Entries taken from a collection:
++++
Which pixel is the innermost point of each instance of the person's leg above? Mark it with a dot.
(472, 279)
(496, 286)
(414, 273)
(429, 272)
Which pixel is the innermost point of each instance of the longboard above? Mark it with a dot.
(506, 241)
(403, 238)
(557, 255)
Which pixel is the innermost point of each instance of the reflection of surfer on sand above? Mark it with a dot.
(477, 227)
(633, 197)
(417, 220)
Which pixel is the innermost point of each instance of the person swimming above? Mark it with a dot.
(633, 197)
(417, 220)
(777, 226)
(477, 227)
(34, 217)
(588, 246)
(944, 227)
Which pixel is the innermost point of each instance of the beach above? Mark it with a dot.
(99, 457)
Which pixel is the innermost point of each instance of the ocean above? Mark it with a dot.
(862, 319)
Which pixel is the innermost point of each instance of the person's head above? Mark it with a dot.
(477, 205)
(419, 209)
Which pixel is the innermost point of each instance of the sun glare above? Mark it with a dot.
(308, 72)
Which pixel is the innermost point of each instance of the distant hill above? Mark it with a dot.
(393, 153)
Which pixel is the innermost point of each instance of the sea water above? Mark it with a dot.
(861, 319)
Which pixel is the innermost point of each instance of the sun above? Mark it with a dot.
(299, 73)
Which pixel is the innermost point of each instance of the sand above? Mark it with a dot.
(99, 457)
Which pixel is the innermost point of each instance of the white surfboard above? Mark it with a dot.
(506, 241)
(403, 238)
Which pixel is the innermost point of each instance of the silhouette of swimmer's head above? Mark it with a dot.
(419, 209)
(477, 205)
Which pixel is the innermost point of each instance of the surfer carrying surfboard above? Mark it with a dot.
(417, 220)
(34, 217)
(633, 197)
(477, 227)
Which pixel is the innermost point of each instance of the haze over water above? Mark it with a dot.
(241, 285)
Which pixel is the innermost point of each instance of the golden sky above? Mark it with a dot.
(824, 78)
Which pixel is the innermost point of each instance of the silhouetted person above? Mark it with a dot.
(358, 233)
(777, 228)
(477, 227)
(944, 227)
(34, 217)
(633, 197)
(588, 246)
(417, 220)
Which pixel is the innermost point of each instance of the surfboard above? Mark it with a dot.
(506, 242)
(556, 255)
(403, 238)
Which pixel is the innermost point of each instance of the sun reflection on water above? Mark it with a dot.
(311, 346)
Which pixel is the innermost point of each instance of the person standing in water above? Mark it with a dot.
++++
TASK TO CARRY OUT: Copy every entry exactly. Leave nothing out.

RESPONSE:
Which pixel is the innermost point of each instance of the person's leg above? Mark it with a dot.
(472, 279)
(496, 286)
(414, 273)
(429, 272)
Which pixel is the innermost point of each instance of the longboard above? Mark it with a dot.
(506, 241)
(403, 238)
(557, 255)
Which pixel is the innermost point of each instance of the reflection of surfer on sand above? Mark it with a dot.
(477, 227)
(633, 197)
(417, 220)
Which pixel is the innermost point of each instance of the person swimming above? Mark it with a dot.
(633, 197)
(417, 220)
(777, 226)
(477, 227)
(34, 217)
(588, 246)
(944, 227)
Which pixel is the innermost point of each instance of the beach above? Mark it with a dot.
(99, 457)
Which pixel is the innermost point of each instance of the ocean above? Mark it with a dot.
(862, 319)
Which pixel is the innermost point of each instance of the person's head above? Mark it with a dot.
(477, 205)
(419, 209)
Which pixel is the innermost point of each instance of the sun glare above? Mark it with a dot.
(308, 72)
Which pixel is the innermost point of each instance of the distant hill above? Mark it with a dot.
(393, 153)
Which pixel is the innermost point of each instance of the sea water above? Mark it with a dot.
(861, 319)
Which pixel is the innermost point of each instance of the sun above? Mark it with a dot.
(299, 73)
Which pixel is the innermost point of each instance of the sand above? Mark it with a dot.
(99, 457)
Which pixel is the innermost point of each instance of the white surfboard above? Mark it with a dot.
(506, 241)
(403, 238)
Which pixel is the innermost point of each instance of the silhouette of swimmer's head above? Mark it with a dot.
(419, 209)
(477, 205)
Which pixel is the innermost point of each instance of the surfer carrying surfboard above? Mark it with a dot.
(417, 220)
(34, 217)
(633, 197)
(477, 227)
Which pixel is the innermost point of each instance of the haze over water above? Mark it with a dot.
(241, 285)
Which pixel is the innermost point of each instance of the golden sky above? Mark it with a dot.
(824, 78)
Which pixel is the innermost point of each instance of the silhouetted person above? Mark it with a dot.
(358, 233)
(777, 228)
(477, 227)
(944, 227)
(34, 217)
(633, 197)
(588, 246)
(417, 220)
Which pixel is the innermost point of each instance of the surfboard above? Mark it with a dot.
(506, 242)
(556, 255)
(403, 238)
Which pixel is the innermost point of each instance of the sun reflection on water above? Mark it with a dot.
(311, 346)
Which pixel is the innermost point of each instance of the person standing in water above? Mark it with a dot.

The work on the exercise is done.